● **Dataset excerpts**
Content starts

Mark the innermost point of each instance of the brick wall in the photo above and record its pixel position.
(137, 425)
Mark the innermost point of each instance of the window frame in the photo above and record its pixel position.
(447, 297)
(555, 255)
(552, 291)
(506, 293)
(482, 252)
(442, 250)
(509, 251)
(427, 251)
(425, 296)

Content ends

● **Problem statement**
Reproduce every record, making sure each one stays exactly the same.

● **Exercise solution**
Mark the innermost point of each instance of the brick wall in the photo above and record its pixel position.
(137, 425)
Mark the innermost point of each instance of the window frame in the photo above and record its pixel position.
(447, 297)
(555, 255)
(552, 291)
(506, 293)
(482, 252)
(442, 250)
(509, 251)
(427, 251)
(425, 296)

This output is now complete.